### [GOAL OF THE EXERCISE]
Will you transcribe the entries that follow, exactly and in full?

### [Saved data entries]

---

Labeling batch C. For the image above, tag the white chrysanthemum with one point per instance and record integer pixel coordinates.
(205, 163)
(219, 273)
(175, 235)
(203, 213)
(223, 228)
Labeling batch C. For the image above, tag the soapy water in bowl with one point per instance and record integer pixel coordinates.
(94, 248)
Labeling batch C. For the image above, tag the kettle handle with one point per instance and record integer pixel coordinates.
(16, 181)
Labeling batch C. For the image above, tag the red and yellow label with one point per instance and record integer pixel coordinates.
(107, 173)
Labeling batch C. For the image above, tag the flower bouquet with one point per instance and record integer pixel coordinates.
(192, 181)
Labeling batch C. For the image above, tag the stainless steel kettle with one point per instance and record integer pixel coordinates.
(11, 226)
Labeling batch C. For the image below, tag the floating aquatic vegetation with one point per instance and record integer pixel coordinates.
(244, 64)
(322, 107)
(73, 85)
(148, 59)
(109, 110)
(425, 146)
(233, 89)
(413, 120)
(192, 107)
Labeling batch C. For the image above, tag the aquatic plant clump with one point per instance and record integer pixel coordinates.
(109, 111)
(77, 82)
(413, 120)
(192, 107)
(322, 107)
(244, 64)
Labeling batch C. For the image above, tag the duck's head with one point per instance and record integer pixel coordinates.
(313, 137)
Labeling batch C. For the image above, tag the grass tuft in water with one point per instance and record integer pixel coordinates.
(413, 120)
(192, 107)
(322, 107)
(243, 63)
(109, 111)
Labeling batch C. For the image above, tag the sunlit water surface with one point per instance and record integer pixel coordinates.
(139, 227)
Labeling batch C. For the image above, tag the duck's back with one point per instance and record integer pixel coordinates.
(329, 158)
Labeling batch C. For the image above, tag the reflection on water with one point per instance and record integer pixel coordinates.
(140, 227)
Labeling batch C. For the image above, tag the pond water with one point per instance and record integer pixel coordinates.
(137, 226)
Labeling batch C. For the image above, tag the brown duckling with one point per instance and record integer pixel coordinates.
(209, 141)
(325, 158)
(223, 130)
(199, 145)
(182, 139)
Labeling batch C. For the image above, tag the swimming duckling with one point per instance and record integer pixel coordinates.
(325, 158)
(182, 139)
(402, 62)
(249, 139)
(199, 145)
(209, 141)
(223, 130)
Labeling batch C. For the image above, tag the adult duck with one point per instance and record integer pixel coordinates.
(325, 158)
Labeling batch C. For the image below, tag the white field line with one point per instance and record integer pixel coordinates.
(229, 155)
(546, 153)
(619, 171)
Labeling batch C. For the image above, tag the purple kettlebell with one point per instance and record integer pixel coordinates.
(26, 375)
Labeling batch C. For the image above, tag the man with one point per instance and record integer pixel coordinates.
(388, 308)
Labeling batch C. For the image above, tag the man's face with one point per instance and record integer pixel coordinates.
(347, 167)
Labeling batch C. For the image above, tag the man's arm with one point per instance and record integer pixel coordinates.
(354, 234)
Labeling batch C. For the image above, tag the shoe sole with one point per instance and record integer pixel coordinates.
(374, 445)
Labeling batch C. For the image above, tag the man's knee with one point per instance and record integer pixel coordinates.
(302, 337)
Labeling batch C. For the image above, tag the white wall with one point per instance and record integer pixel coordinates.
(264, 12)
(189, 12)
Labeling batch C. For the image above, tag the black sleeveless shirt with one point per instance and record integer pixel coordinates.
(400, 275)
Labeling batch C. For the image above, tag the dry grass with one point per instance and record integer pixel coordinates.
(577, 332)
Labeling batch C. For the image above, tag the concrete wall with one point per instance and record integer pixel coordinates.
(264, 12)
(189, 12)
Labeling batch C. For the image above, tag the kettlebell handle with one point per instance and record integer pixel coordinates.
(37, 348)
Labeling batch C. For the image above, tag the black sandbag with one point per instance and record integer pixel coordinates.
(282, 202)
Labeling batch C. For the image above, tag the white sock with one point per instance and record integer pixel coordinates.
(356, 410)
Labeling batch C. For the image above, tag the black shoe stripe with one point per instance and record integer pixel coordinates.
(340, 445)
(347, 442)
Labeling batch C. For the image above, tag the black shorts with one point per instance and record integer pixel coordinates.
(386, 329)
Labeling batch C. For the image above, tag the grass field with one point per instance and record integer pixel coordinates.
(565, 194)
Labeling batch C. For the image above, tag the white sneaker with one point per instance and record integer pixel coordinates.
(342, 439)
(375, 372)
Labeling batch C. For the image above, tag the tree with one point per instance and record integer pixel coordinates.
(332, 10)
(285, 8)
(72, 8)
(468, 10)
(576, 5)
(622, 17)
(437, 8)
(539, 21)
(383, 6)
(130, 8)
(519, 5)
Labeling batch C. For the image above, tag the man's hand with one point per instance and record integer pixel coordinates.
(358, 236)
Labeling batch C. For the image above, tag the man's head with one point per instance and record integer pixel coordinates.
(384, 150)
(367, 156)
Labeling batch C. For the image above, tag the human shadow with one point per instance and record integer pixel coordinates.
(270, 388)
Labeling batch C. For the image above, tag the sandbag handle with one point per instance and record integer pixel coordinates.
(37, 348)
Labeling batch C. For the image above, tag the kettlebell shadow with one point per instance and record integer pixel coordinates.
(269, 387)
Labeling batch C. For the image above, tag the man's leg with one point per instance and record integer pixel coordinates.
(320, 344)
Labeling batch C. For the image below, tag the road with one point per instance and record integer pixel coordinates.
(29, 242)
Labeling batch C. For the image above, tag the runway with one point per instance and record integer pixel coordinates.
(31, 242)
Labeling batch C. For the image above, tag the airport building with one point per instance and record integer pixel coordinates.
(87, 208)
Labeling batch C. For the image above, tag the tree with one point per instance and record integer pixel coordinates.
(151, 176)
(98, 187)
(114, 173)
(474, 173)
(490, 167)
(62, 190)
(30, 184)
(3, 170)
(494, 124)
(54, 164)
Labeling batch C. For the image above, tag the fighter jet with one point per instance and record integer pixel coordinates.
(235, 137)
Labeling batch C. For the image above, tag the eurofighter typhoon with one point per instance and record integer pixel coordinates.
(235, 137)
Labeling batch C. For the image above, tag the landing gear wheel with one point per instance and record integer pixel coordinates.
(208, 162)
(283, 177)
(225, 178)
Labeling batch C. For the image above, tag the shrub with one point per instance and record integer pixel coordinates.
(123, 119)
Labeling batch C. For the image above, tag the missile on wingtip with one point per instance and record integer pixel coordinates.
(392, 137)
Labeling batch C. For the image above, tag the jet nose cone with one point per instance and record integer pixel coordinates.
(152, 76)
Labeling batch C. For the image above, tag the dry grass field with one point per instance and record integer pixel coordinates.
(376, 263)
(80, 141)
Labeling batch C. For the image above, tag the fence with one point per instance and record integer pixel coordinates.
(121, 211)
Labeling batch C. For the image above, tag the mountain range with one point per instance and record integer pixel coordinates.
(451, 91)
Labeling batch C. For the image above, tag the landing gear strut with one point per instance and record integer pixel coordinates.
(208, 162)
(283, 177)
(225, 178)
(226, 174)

---

### [ANSWER TO THE PROBLEM]
Labeling batch C. For the image above, tag the white chrysanthemum with one point per instance and record integer pixel coordinates.
(205, 163)
(219, 273)
(175, 235)
(203, 213)
(223, 228)
Labeling batch C. For the image above, tag the soapy water in bowl with one point per instance and record integer pixel coordinates.
(94, 248)
Labeling batch C. For the image above, tag the kettle handle with one point per instance and record integer pixel coordinates.
(16, 181)
Labeling batch C. For the image above, tag the red and yellow label with one point per instance and record integer pixel coordinates.
(107, 173)
Labeling batch C. For the image above, tag the flower bouquet with one point per instance and record integer pixel coordinates.
(192, 181)
Labeling batch C. For the image above, tag the stainless steel kettle with one point per instance and record integer pixel coordinates.
(11, 226)
Labeling batch C. For the image below, tag the floating aquatic vegetation with one point per instance and record integer pixel coordinates.
(244, 64)
(322, 107)
(73, 85)
(148, 59)
(109, 110)
(425, 146)
(233, 89)
(413, 120)
(192, 107)
Labeling batch C. For the image above, tag the aquatic plant clump with one point per instance and record integer pixel coordinates.
(109, 111)
(77, 82)
(413, 120)
(192, 107)
(322, 107)
(244, 64)
Labeling batch C. For the image above, tag the duck's head with one point per instance and record integer pixel coordinates.
(313, 137)
Labeling batch C. For the image above, tag the grass tuft in water with one point per instance and record integer pixel coordinates.
(413, 120)
(192, 107)
(322, 107)
(243, 63)
(109, 111)
Labeling batch C. For the image above, tag the sunlit water surface with one point per instance and record integer pixel coordinates.
(139, 227)
Labeling batch C. For the image above, tag the duck's back with one point per instance and record integer pixel coordinates.
(329, 158)
Labeling batch C. For the image above, tag the reflection on water with one point per instance and record integer pixel coordinates.
(140, 227)
Labeling batch C. For the image above, tag the pond water with one point per instance and record integer pixel coordinates.
(137, 226)
Labeling batch C. For the image above, tag the brown duckling with one point per instance and record integer pixel coordinates.
(209, 141)
(325, 158)
(223, 130)
(199, 145)
(182, 139)
Labeling batch C. For the image above, tag the swimming duckling with one point per instance and record integer pixel coordinates.
(325, 158)
(182, 139)
(402, 62)
(249, 139)
(199, 145)
(209, 141)
(223, 130)
Labeling batch C. For the image above, tag the adult duck with one point per instance and record integer pixel coordinates.
(325, 158)
Labeling batch C. For the image below, tag the white field line with one point per instance and record integer pixel coordinates.
(229, 155)
(546, 153)
(619, 171)
Labeling batch C. For the image above, tag the purple kettlebell with one point per instance and record integer pixel coordinates.
(26, 375)
Labeling batch C. For the image above, tag the man with one point per instance and record integer pixel coordinates.
(388, 308)
Labeling batch C. For the image above, tag the man's face with one point per instance and record integer pixel coordinates.
(347, 167)
Labeling batch C. For the image above, tag the man's arm with one point per instance and record integer pixel coordinates.
(354, 234)
Labeling batch C. For the image above, tag the shoe sole with one point per instance and record integer pixel coordinates.
(374, 445)
Labeling batch C. For the image above, tag the man's knee with one point per instance and record integer pixel coordinates.
(302, 337)
Labeling batch C. For the image above, tag the white wall with one point per instance and record integer pixel coordinates.
(264, 12)
(189, 12)
Labeling batch C. For the image above, tag the black sleeveless shirt with one point per instance and record integer pixel coordinates.
(400, 275)
Labeling batch C. For the image above, tag the dry grass with one point per instance and record integer pixel coordinates.
(577, 332)
Labeling batch C. For the image above, tag the concrete wall with one point per instance and record integer pixel coordinates.
(264, 12)
(189, 12)
Labeling batch C. For the image above, tag the kettlebell handle with one point per instance and record integer pixel coordinates.
(37, 348)
Labeling batch C. For the image above, tag the black sandbag with one point per instance and record integer pixel coordinates.
(282, 202)
Labeling batch C. For the image above, tag the white sock with one point per instance and record integer pixel coordinates.
(356, 410)
Labeling batch C. For the image above, tag the black shoe stripe with one point per instance and record integer pixel coordinates.
(340, 445)
(347, 442)
Labeling batch C. For the image above, tag the black shorts with one point per instance and record integer pixel coordinates.
(386, 329)
Labeling batch C. For the image above, tag the grass field with one point per instance and record integer pixel coordinates.
(565, 194)
Labeling batch C. For the image above, tag the white sneaker with one point per instance and record integer pixel coordinates.
(342, 439)
(375, 372)
Labeling batch C. For the image above, tag the tree with one point per instance and record integer pixel coordinates.
(332, 10)
(285, 8)
(72, 8)
(468, 10)
(576, 5)
(622, 17)
(437, 8)
(539, 21)
(383, 6)
(130, 8)
(519, 5)
Labeling batch C. For the image above, tag the man's hand with one point per instance and record integer pixel coordinates.
(358, 236)
Labeling batch C. For the image above, tag the man's head with one point per instance and record integer pixel coordinates.
(384, 150)
(367, 156)
Labeling batch C. For the image above, tag the human shadow with one point per instance and record integer pixel coordinates.
(270, 388)
Labeling batch C. For the image above, tag the sandbag handle with one point per instance and record integer pixel coordinates.
(37, 348)
Labeling batch C. For the image above, tag the kettlebell shadow with one point per instance and record integer pixel coordinates.
(269, 387)
Labeling batch C. For the image above, tag the man's leg with one point per instance and record integer pixel coordinates.
(320, 344)
Labeling batch C. For the image below, tag the road with one point per instance and record integer pixel coordinates.
(29, 242)
Labeling batch C. For the image above, tag the runway with one point per instance and record integer pixel coordinates.
(31, 242)
Labeling batch C. For the image above, tag the airport building with one point per instance and record integer pixel coordinates.
(87, 208)
Labeling batch C. For the image above, tag the tree with one point per instance and record integer pixel coordinates.
(151, 176)
(98, 187)
(114, 173)
(474, 173)
(490, 167)
(62, 190)
(30, 184)
(3, 170)
(494, 124)
(54, 164)
Labeling batch C. For the image above, tag the fighter jet with one point per instance and record integer pixel coordinates.
(235, 137)
Labeling batch C. For the image above, tag the eurofighter typhoon with one point per instance and record integer pixel coordinates.
(235, 137)
Labeling batch C. For the image above, tag the landing gear wheel with one point per instance and record integer pixel coordinates.
(208, 162)
(283, 177)
(225, 178)
Labeling batch C. For the image above, tag the shrub with one point per instance and record integer pixel coordinates.
(123, 119)
Labeling batch C. For the image above, tag the missile on wingtip with one point per instance and record integer pixel coordinates.
(392, 137)
Labeling batch C. For the image above, tag the jet nose cone with one point per instance and record integer pixel coordinates.
(152, 76)
Labeling batch C. For the image above, tag the dry grass field with one point per instance and record integer pixel coordinates.
(376, 263)
(80, 141)
Labeling batch C. For the image above, tag the fence with one point per instance and record integer pixel coordinates.
(121, 211)
Labeling batch C. For the image above, tag the mountain range with one point per instance and record integer pixel coordinates.
(451, 91)
Labeling batch C. For the image above, tag the landing gear strut with one point per instance and record integer pixel coordinates.
(208, 162)
(283, 177)
(225, 178)
(226, 174)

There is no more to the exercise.